→ **WHAT TO DO**: Your answer should consist of each line below that contains the string "white".

====== TASK INPUT

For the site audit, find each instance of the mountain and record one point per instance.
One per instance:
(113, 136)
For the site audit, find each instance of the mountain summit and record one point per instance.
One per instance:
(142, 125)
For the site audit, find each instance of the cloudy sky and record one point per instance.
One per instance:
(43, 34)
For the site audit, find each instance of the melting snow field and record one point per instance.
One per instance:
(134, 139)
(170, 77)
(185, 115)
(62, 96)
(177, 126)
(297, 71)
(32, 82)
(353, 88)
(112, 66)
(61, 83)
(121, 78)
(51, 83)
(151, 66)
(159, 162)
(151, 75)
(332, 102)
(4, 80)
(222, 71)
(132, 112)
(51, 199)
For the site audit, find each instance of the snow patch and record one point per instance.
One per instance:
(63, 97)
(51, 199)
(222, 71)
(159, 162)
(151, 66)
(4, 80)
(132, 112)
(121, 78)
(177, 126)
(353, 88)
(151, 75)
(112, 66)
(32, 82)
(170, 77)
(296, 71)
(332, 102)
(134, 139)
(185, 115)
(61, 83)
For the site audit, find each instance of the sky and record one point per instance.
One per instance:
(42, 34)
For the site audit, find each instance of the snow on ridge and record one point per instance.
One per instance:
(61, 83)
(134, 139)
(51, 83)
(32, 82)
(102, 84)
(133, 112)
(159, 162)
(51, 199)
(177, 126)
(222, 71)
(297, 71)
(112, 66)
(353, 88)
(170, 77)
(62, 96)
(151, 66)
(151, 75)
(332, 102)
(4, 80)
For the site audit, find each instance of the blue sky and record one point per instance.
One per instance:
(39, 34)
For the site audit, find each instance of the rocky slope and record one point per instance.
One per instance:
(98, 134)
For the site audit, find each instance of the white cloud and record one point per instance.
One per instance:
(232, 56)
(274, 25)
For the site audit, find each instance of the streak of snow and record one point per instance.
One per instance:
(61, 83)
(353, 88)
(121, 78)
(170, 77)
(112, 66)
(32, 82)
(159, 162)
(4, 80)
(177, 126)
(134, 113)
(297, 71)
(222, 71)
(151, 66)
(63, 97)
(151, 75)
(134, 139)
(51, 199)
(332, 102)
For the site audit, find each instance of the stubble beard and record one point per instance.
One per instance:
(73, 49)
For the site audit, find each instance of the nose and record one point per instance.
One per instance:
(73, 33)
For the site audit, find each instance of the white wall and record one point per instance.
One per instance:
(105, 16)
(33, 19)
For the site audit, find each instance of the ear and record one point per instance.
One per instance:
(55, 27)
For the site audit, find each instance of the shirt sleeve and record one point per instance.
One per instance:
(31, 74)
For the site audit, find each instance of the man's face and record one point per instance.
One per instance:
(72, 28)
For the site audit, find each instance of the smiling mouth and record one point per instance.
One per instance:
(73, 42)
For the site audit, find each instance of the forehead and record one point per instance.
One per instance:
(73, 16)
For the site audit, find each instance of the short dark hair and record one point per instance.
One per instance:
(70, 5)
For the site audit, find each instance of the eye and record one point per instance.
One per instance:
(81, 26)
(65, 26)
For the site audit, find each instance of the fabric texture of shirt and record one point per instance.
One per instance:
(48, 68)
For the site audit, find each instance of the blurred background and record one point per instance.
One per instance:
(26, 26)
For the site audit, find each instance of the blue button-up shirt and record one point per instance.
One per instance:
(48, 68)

============

→ **ANSWER TO THE EXERCISE**:
For the site audit, find each instance of the white cloud and record one point per instance.
For the site audit, find each instance of the white wall and record one point per instance.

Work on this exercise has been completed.